▶ [Prompt] All lines below containing the string "cyclist" are to be copied.

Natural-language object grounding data
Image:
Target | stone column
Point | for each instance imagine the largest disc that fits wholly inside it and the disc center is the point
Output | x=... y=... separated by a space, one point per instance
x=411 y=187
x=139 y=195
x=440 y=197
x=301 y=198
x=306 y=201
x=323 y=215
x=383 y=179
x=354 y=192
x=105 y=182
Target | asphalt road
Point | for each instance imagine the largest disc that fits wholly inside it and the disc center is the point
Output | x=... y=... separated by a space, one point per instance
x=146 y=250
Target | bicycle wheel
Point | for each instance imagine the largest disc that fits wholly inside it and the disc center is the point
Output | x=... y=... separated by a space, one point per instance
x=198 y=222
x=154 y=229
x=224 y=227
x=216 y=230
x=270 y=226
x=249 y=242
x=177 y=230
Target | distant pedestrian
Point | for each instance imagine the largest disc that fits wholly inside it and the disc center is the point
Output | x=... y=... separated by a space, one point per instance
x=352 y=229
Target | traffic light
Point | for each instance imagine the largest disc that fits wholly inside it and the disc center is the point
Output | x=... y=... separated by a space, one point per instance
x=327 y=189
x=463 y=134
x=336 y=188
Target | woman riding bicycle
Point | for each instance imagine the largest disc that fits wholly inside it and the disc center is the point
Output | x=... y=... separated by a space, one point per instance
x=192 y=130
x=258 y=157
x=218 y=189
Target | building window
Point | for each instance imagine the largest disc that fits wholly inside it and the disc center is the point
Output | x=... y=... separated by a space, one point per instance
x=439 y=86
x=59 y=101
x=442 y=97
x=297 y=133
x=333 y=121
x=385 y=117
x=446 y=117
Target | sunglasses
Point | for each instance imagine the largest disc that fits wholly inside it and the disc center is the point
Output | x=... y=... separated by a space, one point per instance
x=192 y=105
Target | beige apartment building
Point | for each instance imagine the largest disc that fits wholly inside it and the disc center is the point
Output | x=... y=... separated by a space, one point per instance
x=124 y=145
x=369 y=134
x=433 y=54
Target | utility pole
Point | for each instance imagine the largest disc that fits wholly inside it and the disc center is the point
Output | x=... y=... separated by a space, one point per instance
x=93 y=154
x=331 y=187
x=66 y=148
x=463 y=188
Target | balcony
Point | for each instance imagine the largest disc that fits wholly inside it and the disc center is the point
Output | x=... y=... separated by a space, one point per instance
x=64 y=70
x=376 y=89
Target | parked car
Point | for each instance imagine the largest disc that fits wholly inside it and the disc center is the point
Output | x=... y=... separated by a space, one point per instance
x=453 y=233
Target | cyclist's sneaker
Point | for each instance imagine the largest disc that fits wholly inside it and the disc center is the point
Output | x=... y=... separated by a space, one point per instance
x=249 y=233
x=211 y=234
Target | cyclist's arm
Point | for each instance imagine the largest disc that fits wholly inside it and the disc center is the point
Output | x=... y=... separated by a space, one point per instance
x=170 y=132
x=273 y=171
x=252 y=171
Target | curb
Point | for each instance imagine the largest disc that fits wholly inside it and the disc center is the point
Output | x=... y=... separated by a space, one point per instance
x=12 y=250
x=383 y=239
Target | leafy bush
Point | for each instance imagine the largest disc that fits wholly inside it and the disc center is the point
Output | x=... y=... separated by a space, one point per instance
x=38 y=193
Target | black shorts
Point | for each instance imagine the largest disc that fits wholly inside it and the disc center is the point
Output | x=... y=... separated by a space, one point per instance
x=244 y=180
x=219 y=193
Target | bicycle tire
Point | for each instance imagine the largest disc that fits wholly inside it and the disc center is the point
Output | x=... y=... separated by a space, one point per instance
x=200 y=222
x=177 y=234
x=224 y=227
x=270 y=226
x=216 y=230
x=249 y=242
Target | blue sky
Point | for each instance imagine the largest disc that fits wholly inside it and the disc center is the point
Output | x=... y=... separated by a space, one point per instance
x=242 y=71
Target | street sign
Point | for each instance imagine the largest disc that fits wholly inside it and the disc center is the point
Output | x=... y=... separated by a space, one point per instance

▶ [Problem solution]
Target | cyclist's sneaker
Target | cyclist's arm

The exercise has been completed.